# Homassasa fishing



## Vertigo

Launching around Homosassa can get complicated with crowds, lines and parking. It's scallop season and it's crazy. If you insist on Homosassa launching, MacRaes is a popular spot. Personally, I'd drive a little farther and launch at the Fort Island Trail Park, or even at Fort Island Beach. For the safest trip to deep water go even farther north to the Cross Florida Barge Canal ramp. From there, it's a straight, deep water shot all the way to the Gulf. Launching at MacRaes or Fort Island Trail will require some careful navigation as there are rocks in the rivers. Follow someone who looks like they know where they're going and ideally drafts more than you. If you want redfish, the creeks are the best bet. Trout can be caught in creeks or on grass flats further out. For grouper you'll need to go further offshore. Gold spoons and skitterwalk work good for redfish. DOA shrimp under a popper is the rig for trout. Fish can be caught on fly, but it will be mostly blind casting and a lot of work. Unless you enjoy the workout, I'd stick to spinning gear.

In general: go slow, stay in channels, watch for rocks. The area is full of things to hit and ways to run aground.


----------



## ngarcia11892

Thanks for the info!


----------



## devrep

"Any chance of stumbling on one of those rocks that hold grouper? "

stumbling on rocks is a distinct possibility.


----------



## m32825

devrep said:


> stumbling on rocks is a distinct possibility.


Isn't how they name them, first guy to lose a lower unit gets his name on it? Always figured that was the story on Gomez Rocks...


----------



## devrep

I cleaned out 3 props on my silverking in the area in my 1st 2 years here. my other skiff with tunnel and motor at nosebleed height has been good so far. of course I know my area pretty well now but have been venturing further into new territory lately.


----------



## ngarcia11892

Good to know, that definitely scares me about that area. How reliable is FMT with that?


----------



## T Bone

I wouldn't fully rely on FMT. The problem with the Homosassa area isn't necessarily just the rocks and bars. The ground is solid limestone too so if you hit bottom, your lower unit and/or hull will suffer damage.

I have FMT and it has some fairly sketchy tracks over there that i wouldn't run unless it was a summer high tide.


----------



## DBStoots

T Bone said:


> I wouldn't fully rely on FMT. The problem with the Homosassa area isn't necessarily just the rocks and bars. The ground is solid limestone too so if you hit bottom, your lower unit and/or hull will suffer damage.
#####
Carry on the Homosassa fishing thread above, starting right after the last post shown.

→ **Extracted material**
#####
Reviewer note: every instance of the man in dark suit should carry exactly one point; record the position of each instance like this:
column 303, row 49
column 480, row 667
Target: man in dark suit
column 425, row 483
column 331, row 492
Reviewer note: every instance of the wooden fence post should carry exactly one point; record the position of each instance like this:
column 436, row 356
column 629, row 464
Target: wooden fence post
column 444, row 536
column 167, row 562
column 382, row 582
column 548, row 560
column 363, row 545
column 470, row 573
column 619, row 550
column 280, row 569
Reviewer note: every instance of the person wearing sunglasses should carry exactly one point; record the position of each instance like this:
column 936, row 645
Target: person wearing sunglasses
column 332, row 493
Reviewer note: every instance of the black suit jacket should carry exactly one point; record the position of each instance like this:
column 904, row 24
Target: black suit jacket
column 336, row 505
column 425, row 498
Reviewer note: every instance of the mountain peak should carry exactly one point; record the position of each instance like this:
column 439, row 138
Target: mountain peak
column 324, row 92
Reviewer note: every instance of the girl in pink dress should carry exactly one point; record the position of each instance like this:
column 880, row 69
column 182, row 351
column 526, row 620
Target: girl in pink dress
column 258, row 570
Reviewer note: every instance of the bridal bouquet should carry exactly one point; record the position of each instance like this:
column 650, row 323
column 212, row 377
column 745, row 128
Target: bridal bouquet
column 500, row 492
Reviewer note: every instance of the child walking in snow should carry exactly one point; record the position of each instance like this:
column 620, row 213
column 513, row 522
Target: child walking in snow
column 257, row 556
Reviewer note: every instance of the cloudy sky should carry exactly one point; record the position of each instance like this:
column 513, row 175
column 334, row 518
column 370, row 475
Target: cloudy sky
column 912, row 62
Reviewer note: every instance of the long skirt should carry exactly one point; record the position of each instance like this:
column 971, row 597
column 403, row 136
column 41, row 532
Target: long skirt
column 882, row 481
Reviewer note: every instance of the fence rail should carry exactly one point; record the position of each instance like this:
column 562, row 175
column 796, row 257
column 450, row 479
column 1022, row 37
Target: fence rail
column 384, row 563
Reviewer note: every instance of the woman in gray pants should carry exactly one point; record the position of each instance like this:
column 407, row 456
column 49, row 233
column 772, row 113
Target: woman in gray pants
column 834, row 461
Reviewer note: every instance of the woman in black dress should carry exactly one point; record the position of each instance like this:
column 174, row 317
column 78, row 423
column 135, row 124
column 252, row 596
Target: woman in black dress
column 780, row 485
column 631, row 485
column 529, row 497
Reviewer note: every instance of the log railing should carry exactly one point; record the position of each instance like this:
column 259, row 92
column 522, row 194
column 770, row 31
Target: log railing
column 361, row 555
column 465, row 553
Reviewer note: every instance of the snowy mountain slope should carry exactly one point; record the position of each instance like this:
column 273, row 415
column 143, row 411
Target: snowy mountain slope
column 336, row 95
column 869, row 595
#####
→ **Exercise answer**
> 
> I have FMT and it has some fairly sketchy tracks over there that i wouldn't run unless it was a summer high tide.


Are those tracks marked in black--don't run on negative low tides?


----------



## Thtguyrobb

Vertigo said:


> Launching Fish can be caught on fly, but it will be mostly blind casting and a lot of work. Unless you enjoy the workout, I'd stick to spinning gear.
> 
> In general: go slow, stay in channels, watch for rocks. The area is full of things to hit and ways to run aground.


definitely go slow and stay in the channel, lots of places up there the channel twists and turns and there is like a couple pvc poles to mark it.

you can definitely sight fish on fly, the caveat being you need an outgoing tide. Incoming tide makes the water murkier and the fish spread out. However they are tampa bay spooky in the low clear water


----------



## Vertigo

Thtguyrobb said:


> you can definitely sight fish on fly, the caveat being you need an outgoing tide. Incoming tide makes the water murkier and the fish spread out. However they are tampa bay spooky in the low clear water


Trouble with fishing the outgoing is that the bite is usually on for the last couple of hours of incoming and dies as the tide starts out. I've never seen any degradation in water clarity associated with incoming tide. Depending on the location and the amount of local rainfall, water can be clear or cloudy and tannin stained. We've had a ton of rainfall lately and more is forecast, so clarity will probably be poor.


----------



## T Bone

DBStoots said:


> Are those tracks marked in black--don't run on negative low tides?


Negative


----------



## DBStoots

T Bone said:


> Negative


What is "sketchy" about the tracks then?


----------



## Kowalski

nothing


----------



## m32825

From the FAQ...


----------



## Kowalski

Thanks for posting that M32825, should be helpful for someone. I do understand the difference. I have FMT and read everything I could find from them on how to use it. FMT super helpful in removing the learning curve of area's you didn't grow up fishing . I was responding ( the same as @ DBStoots ) about the RED tracks being sketchy, they are not. Now, the Black tracks, you must be very careful with water depth. for me personally and my boat. I may use them on the TM or the plate all the way up and trimmed on idle to get to some great fishing spots . but i'm not ballsy enough to run them on plane lol. I will stop derailing the thread now....


----------



## crboggs

The only time I run my Spear tunnel up there in the winter is following a buddy who grew up fishing that area...and he's running a Spear tunnel also.

The only time I would run up there solo would be higher spring / summer tides...and even then I'd be jacked up all the way and puckered up all day.


----------



## Yeticrusher01

ngarcia11892 said:


> Hey guys, so I have a few days off work in a couple weeks and I wanna try fishing Homassasa for the first time. Never been up there and just want some general fishing because it looks way different than what I normally fish in Tampa Bay.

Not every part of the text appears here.